WORK TO COMPLETE -> Recast the lines below as a numbered list, leaving out any blank lines.

SUPPLIED MATERIAL ->
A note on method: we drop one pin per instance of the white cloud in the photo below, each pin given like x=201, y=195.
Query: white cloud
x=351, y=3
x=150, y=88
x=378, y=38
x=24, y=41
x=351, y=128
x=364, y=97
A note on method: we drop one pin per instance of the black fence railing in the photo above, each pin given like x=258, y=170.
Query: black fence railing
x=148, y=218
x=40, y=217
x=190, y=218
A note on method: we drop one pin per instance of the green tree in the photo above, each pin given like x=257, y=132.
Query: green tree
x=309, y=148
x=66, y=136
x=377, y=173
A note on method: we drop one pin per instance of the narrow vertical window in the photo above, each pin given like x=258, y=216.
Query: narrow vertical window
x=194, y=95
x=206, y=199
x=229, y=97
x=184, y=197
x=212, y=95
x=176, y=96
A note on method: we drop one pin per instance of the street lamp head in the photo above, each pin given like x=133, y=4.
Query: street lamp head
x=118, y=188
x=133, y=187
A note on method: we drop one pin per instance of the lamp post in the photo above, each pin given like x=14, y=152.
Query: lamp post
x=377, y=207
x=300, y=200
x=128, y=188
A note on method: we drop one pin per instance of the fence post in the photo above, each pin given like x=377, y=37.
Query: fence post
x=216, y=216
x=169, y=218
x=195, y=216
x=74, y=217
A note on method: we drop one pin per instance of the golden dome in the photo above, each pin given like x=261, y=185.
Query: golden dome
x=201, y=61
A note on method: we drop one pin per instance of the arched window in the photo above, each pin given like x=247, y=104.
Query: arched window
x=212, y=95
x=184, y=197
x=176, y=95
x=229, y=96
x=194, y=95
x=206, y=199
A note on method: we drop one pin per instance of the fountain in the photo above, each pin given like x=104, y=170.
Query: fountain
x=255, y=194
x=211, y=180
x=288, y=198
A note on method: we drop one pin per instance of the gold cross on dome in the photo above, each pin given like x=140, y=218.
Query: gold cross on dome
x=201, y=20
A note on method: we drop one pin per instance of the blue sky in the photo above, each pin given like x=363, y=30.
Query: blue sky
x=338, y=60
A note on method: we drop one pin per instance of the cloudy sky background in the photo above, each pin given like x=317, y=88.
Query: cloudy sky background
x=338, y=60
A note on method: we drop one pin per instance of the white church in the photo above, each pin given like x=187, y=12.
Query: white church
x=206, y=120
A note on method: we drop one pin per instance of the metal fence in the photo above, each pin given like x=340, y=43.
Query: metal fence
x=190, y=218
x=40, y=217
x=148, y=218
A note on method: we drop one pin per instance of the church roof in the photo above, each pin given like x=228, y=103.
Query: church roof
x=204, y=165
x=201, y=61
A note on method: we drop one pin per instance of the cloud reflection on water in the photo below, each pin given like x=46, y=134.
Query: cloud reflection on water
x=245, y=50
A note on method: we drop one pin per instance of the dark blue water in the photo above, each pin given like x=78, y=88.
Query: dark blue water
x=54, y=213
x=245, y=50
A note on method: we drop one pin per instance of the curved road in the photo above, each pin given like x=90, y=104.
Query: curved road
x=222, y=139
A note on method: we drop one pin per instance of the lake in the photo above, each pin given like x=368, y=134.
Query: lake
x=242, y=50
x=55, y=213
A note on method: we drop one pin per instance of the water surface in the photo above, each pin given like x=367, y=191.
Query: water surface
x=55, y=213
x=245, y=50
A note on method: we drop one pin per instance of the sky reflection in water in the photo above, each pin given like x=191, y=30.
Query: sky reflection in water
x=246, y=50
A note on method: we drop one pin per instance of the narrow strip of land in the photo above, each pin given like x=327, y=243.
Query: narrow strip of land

EXERCISE ANSWER ->
1. A note on method: we drop one pin per instance of the white cloud in the photo below, each pin given like x=201, y=195.
2. Query: white cloud
3. x=351, y=3
4. x=150, y=88
5. x=378, y=38
6. x=24, y=41
7. x=351, y=128
8. x=364, y=97
9. A note on method: we drop one pin per instance of the black fence railing in the photo above, each pin given like x=258, y=170.
10. Query: black fence railing
11. x=148, y=218
12. x=40, y=217
13. x=190, y=218
14. A note on method: we drop one pin per instance of the green tree in the photo above, each pin given like x=257, y=132.
15. Query: green tree
16. x=309, y=148
17. x=66, y=136
18. x=377, y=173
19. A note on method: we drop one pin per instance of the narrow vertical window in the photo above, each pin given like x=258, y=216.
20. Query: narrow vertical window
21. x=194, y=95
22. x=206, y=199
23. x=229, y=97
24. x=184, y=197
25. x=212, y=95
26. x=176, y=96
27. A note on method: we drop one pin per instance of the street lamp head in the photo above, each pin given like x=133, y=4.
28. Query: street lamp head
29. x=118, y=188
30. x=133, y=187
31. A note on method: we drop one pin per instance of the lamp post in the photo above, each pin given like x=14, y=152.
32. Query: lamp post
33. x=377, y=207
34. x=300, y=200
35. x=128, y=188
36. A note on method: we drop one pin per instance of the fence post in the photo above, each pin given like x=377, y=37.
37. Query: fence post
38. x=216, y=216
39. x=169, y=218
40. x=195, y=216
41. x=74, y=217
42. A note on method: we drop one pin per instance of the golden dome in the photo above, each pin given like x=261, y=185.
43. Query: golden dome
44. x=201, y=61
45. A note on method: we drop one pin per instance of the arched window in the photo above, each pin given like x=247, y=104.
46. Query: arched window
47. x=212, y=95
48. x=184, y=197
49. x=176, y=95
50. x=229, y=96
51. x=194, y=95
52. x=206, y=199
53. A note on method: we drop one pin per instance of the fountain in the photo above, each pin given like x=104, y=170.
54. Query: fountain
55. x=255, y=194
56. x=211, y=180
57. x=288, y=198
58. A note on method: we drop one pin per instance of the gold cross on dome in the photo above, each pin given like x=140, y=218.
59. Query: gold cross on dome
60. x=201, y=20
61. A note on method: we drop one pin per instance of the blue sky in the photo above, each pin given like x=363, y=30.
62. Query: blue sky
63. x=338, y=60
64. A note on method: we drop one pin per instance of the cloudy sky background in the photo above, each pin given like x=317, y=88.
65. Query: cloudy sky background
66. x=338, y=60
67. A note on method: we drop one pin per instance of the white church in the photo above, each pin given like x=187, y=12.
68. Query: white church
69. x=206, y=120
70. A note on method: we drop one pin per instance of the metal fence in the photo above, each pin given like x=340, y=43.
71. Query: metal fence
72. x=190, y=218
73. x=40, y=217
74. x=148, y=218
75. A note on method: we drop one pin per instance of the church roof in the photo above, each pin given like x=228, y=103.
76. Query: church roof
77. x=204, y=165
78. x=201, y=61
79. A note on method: we drop one pin per instance of the cloud reflection on water in the photo below, each pin given like x=46, y=134.
80. Query: cloud reflection on water
81. x=245, y=50
82. A note on method: we drop one pin per instance of the dark blue water in the photo above, each pin given like x=78, y=88.
83. Query: dark blue water
84. x=54, y=213
85. x=245, y=50
86. A note on method: we drop one pin per instance of the curved road in the photo above, each pin given like x=90, y=104.
87. Query: curved road
88. x=222, y=139
89. A note on method: we drop one pin per instance of the lake in the photo above, each pin given like x=368, y=134.
90. Query: lake
91. x=242, y=50
92. x=55, y=213
93. A note on method: we drop one pin per instance of the water surface in the photo above, each pin given like x=367, y=191.
94. Query: water surface
95. x=55, y=213
96. x=245, y=50
97. A note on method: we drop one pin per instance of the sky reflection in water in the photo above, each pin given like x=191, y=30.
98. Query: sky reflection in water
99. x=246, y=50
100. A note on method: we drop one pin per instance of the narrow strip of land in the photo above, each pin given like x=327, y=243.
101. Query: narrow strip of land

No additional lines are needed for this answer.